DIRECTIONS
A verbatim copy of the whole listing is what is needed.

──────────────────────────────

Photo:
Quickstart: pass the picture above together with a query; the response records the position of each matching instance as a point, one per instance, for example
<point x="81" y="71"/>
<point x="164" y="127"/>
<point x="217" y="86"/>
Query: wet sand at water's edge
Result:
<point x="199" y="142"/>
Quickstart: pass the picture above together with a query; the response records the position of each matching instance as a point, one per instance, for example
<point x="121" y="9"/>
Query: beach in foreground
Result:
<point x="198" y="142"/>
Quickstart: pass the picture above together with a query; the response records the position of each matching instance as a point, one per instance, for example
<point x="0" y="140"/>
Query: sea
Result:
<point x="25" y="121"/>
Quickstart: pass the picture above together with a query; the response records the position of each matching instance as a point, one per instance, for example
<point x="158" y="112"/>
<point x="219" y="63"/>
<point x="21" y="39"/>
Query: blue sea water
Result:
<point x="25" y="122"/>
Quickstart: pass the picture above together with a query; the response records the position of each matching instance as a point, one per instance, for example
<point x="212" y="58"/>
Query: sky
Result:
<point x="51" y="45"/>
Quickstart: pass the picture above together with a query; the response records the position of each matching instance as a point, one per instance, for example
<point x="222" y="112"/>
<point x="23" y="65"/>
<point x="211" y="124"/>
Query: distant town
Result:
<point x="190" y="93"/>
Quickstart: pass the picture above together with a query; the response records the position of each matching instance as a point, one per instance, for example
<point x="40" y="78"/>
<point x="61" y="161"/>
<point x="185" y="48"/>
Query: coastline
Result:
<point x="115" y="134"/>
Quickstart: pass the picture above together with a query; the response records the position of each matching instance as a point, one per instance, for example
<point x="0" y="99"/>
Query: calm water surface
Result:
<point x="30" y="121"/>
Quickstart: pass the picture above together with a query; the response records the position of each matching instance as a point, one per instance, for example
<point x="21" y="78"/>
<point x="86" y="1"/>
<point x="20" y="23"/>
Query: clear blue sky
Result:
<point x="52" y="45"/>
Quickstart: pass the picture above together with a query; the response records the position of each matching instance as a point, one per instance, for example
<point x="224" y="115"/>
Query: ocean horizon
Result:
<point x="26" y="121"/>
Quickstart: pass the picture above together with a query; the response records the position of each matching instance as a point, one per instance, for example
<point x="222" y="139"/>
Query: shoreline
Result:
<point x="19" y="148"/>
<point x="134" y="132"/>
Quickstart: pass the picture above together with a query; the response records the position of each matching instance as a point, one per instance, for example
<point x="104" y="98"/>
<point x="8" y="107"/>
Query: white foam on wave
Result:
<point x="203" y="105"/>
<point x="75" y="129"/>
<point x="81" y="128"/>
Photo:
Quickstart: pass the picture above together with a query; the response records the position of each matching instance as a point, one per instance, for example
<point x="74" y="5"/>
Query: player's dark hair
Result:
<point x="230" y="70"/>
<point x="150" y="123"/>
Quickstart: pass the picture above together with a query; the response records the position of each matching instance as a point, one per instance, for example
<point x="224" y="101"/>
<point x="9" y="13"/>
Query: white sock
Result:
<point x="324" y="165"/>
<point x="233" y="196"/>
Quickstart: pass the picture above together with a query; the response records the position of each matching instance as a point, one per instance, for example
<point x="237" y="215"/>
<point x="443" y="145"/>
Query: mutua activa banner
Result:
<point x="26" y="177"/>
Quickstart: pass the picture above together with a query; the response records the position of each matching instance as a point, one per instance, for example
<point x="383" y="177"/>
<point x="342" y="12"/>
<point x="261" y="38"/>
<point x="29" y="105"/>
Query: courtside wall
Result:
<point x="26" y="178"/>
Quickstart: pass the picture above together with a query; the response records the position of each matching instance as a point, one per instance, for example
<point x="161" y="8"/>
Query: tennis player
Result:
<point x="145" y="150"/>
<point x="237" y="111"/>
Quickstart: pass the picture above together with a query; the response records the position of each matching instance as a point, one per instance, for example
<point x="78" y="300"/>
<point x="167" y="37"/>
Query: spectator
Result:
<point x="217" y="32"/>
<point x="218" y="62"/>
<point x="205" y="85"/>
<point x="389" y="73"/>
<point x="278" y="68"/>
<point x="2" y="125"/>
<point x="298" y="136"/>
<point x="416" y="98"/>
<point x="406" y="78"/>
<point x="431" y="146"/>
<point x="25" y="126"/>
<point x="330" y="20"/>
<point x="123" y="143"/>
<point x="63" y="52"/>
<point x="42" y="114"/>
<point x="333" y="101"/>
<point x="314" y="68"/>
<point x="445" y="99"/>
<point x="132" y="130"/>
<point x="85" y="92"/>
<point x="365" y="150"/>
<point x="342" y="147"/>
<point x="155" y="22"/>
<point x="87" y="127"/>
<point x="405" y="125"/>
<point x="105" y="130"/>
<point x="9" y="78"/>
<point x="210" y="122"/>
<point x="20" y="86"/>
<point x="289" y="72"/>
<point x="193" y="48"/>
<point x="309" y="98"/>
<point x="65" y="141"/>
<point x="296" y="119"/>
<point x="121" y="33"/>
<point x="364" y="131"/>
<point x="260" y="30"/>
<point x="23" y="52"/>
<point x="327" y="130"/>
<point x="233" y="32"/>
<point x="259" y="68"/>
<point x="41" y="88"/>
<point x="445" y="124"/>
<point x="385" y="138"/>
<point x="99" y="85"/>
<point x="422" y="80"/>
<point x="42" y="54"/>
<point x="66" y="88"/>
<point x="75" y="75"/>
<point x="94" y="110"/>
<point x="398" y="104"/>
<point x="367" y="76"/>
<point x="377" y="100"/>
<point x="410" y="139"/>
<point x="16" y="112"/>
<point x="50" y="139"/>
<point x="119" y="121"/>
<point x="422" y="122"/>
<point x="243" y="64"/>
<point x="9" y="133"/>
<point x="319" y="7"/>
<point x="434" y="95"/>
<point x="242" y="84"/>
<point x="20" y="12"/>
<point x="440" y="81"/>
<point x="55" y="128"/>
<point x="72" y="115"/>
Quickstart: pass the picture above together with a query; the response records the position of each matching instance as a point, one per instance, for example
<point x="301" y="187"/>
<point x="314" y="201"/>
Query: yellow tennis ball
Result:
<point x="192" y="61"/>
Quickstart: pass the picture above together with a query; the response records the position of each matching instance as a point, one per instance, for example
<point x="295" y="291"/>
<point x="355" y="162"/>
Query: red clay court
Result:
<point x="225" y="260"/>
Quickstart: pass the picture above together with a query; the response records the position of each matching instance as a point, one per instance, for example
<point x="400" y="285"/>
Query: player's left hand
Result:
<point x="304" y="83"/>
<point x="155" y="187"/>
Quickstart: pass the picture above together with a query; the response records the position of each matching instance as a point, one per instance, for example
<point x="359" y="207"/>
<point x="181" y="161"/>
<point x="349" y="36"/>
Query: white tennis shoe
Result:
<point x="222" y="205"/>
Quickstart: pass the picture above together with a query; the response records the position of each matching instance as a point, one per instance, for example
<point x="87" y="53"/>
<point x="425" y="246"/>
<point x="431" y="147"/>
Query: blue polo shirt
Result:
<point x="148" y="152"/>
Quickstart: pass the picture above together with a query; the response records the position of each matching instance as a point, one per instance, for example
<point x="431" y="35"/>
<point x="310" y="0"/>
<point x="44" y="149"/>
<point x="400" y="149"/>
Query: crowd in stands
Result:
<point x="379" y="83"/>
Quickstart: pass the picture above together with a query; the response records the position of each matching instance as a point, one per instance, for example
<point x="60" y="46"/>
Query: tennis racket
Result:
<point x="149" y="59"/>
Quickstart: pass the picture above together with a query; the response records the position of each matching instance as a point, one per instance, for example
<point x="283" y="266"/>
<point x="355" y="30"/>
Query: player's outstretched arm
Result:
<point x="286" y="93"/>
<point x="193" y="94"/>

──────────────────────────────

SOLUTION TO THIS EXERCISE
Photo:
Quickstart: pass the picture above together with a query; the response records the position of each matching instance as a point, one per instance, for example
<point x="81" y="71"/>
<point x="164" y="127"/>
<point x="217" y="86"/>
Query: wet sand at water's edge
Result:
<point x="199" y="142"/>
Quickstart: pass the picture above together with a query; the response records the position of each matching instance as a point, one per instance, for example
<point x="121" y="9"/>
Query: beach in foreground
Result:
<point x="198" y="142"/>
Quickstart: pass the picture above together with a query; the response records the position of each matching instance as a point, one per instance, for example
<point x="0" y="140"/>
Query: sea
Result:
<point x="25" y="121"/>
Quickstart: pass the picture above together with a query; the response records the position of each matching instance as a point, one per instance, for example
<point x="158" y="112"/>
<point x="219" y="63"/>
<point x="21" y="39"/>
Query: blue sea water
Result:
<point x="25" y="122"/>
Quickstart: pass the picture above together with a query; the response records the position of each matching instance as a point, one per instance, for example
<point x="212" y="58"/>
Query: sky
Result:
<point x="51" y="45"/>
Quickstart: pass the picture above together with a query; the response records the position of each matching instance as a point, one per instance, for example
<point x="222" y="112"/>
<point x="23" y="65"/>
<point x="211" y="124"/>
Query: distant town
Result:
<point x="190" y="93"/>
Quickstart: pass the picture above together with a query; the response records the position of each matching instance as a point, one per instance, for example
<point x="40" y="78"/>
<point x="61" y="161"/>
<point x="185" y="48"/>
Query: coastline
Result:
<point x="115" y="134"/>
Quickstart: pass the picture above together with a query; the response records the position of each matching instance as a point, one per instance, for example
<point x="0" y="99"/>
Query: calm water surface
Result:
<point x="30" y="121"/>
Quickstart: pass the picture above together with a query; the response records the position of each matching instance as a point, one per instance, for example
<point x="21" y="78"/>
<point x="86" y="1"/>
<point x="20" y="23"/>
Query: clear blue sky
Result:
<point x="52" y="45"/>
Quickstart: pass the picture above together with a query; the response records the position of each matching instance as a point, one per instance, for example
<point x="224" y="115"/>
Query: ocean horizon
Result:
<point x="26" y="121"/>
Quickstart: pass the picture above together with a query; the response records the position of each matching instance as a point, one per instance, for example
<point x="222" y="139"/>
Query: shoreline
Result:
<point x="19" y="148"/>
<point x="134" y="132"/>
Quickstart: pass the picture above together with a query; the response records the position of each matching instance as a point, one per instance, for example
<point x="104" y="98"/>
<point x="8" y="107"/>
Query: white foam on wave
Result:
<point x="203" y="105"/>
<point x="75" y="129"/>
<point x="81" y="128"/>
Photo:
Quickstart: pass the picture above together with a query; the response records the position of each matching instance as a point, one per instance, for example
<point x="74" y="5"/>
Query: player's dark hair
Result:
<point x="230" y="70"/>
<point x="150" y="123"/>
Quickstart: pass the picture above together with a query; the response records the position of each matching instance as a point, one per instance, for example
<point x="224" y="101"/>
<point x="9" y="13"/>
Query: white sock
Result:
<point x="324" y="165"/>
<point x="233" y="196"/>
Quickstart: pass the picture above together with a query; the response records the position of each matching instance as a point, one per instance, for example
<point x="237" y="215"/>
<point x="443" y="145"/>
Query: mutua activa banner
Result:
<point x="26" y="177"/>
Quickstart: pass the picture above together with a query; the response records the position of each matching instance as a point, one per instance, for example
<point x="383" y="177"/>
<point x="342" y="12"/>
<point x="261" y="38"/>
<point x="29" y="105"/>
Query: courtside wall
Result:
<point x="26" y="178"/>
Quickstart: pass the picture above together with a query; the response records the position of each matching instance as a point, one per instance, for example
<point x="161" y="8"/>
Query: tennis player
Result:
<point x="145" y="150"/>
<point x="237" y="111"/>
Quickstart: pass the picture above together with a query; the response records the position of each matching instance as a point, one per instance, for example
<point x="78" y="300"/>
<point x="167" y="37"/>
Query: spectator
Result:
<point x="217" y="32"/>
<point x="218" y="62"/>
<point x="205" y="85"/>
<point x="389" y="73"/>
<point x="278" y="68"/>
<point x="2" y="125"/>
<point x="298" y="136"/>
<point x="416" y="98"/>
<point x="406" y="78"/>
<point x="431" y="146"/>
<point x="25" y="126"/>
<point x="330" y="20"/>
<point x="123" y="143"/>
<point x="63" y="52"/>
<point x="42" y="114"/>
<point x="333" y="101"/>
<point x="314" y="68"/>
<point x="445" y="99"/>
<point x="132" y="130"/>
<point x="85" y="92"/>
<point x="365" y="150"/>
<point x="342" y="147"/>
<point x="155" y="22"/>
<point x="87" y="127"/>
<point x="405" y="125"/>
<point x="105" y="130"/>
<point x="9" y="78"/>
<point x="210" y="122"/>
<point x="20" y="86"/>
<point x="289" y="72"/>
<point x="193" y="48"/>
<point x="309" y="98"/>
<point x="65" y="141"/>
<point x="296" y="119"/>
<point x="121" y="33"/>
<point x="364" y="131"/>
<point x="260" y="30"/>
<point x="23" y="52"/>
<point x="327" y="130"/>
<point x="233" y="32"/>
<point x="259" y="68"/>
<point x="41" y="88"/>
<point x="445" y="124"/>
<point x="385" y="138"/>
<point x="99" y="85"/>
<point x="422" y="80"/>
<point x="42" y="54"/>
<point x="66" y="88"/>
<point x="75" y="75"/>
<point x="94" y="110"/>
<point x="398" y="104"/>
<point x="367" y="76"/>
<point x="377" y="100"/>
<point x="410" y="139"/>
<point x="16" y="112"/>
<point x="50" y="139"/>
<point x="119" y="121"/>
<point x="422" y="122"/>
<point x="243" y="64"/>
<point x="9" y="133"/>
<point x="319" y="7"/>
<point x="434" y="95"/>
<point x="242" y="84"/>
<point x="20" y="12"/>
<point x="440" y="81"/>
<point x="55" y="128"/>
<point x="72" y="115"/>
Quickstart: pass the picture above together with a query; the response records the position of each matching instance as a point, one per instance, for example
<point x="301" y="187"/>
<point x="314" y="201"/>
Query: yellow tennis ball
Result:
<point x="192" y="61"/>
Quickstart: pass the picture above together with a query; the response records the position of each matching instance as a point, one per instance, for example
<point x="295" y="291"/>
<point x="355" y="162"/>
Query: red clay court
Result:
<point x="225" y="260"/>
Quickstart: pass the picture above together with a query; the response records the position of each matching instance as a point, one per instance, for example
<point x="400" y="285"/>
Query: player's left hand
Result:
<point x="304" y="83"/>
<point x="155" y="187"/>
Quickstart: pass the picture above together with a query; the response records the position of each matching instance as a point, one per instance, for example
<point x="359" y="207"/>
<point x="181" y="161"/>
<point x="349" y="36"/>
Query: white tennis shoe
Result:
<point x="222" y="205"/>
Quickstart: pass the picture above together with a query; the response records the position of each matching instance as a point, one per instance, for example
<point x="87" y="53"/>
<point x="425" y="246"/>
<point x="431" y="147"/>
Query: blue polo shirt
Result:
<point x="148" y="152"/>
Quickstart: pass the picture above together with a query; the response records the position of each matching instance as a point, one per instance, for example
<point x="431" y="35"/>
<point x="310" y="0"/>
<point x="44" y="149"/>
<point x="400" y="149"/>
Query: crowd in stands
Result:
<point x="379" y="83"/>
Quickstart: pass the picture above together with a query; the response records the position of each matching instance as a point, one per instance, for example
<point x="60" y="46"/>
Query: tennis racket
Result:
<point x="149" y="59"/>
Quickstart: pass the picture above together with a query; the response records the position of each matching instance as a point, one per instance, for example
<point x="283" y="266"/>
<point x="355" y="30"/>
Query: player's outstretched arm
Result:
<point x="286" y="93"/>
<point x="193" y="94"/>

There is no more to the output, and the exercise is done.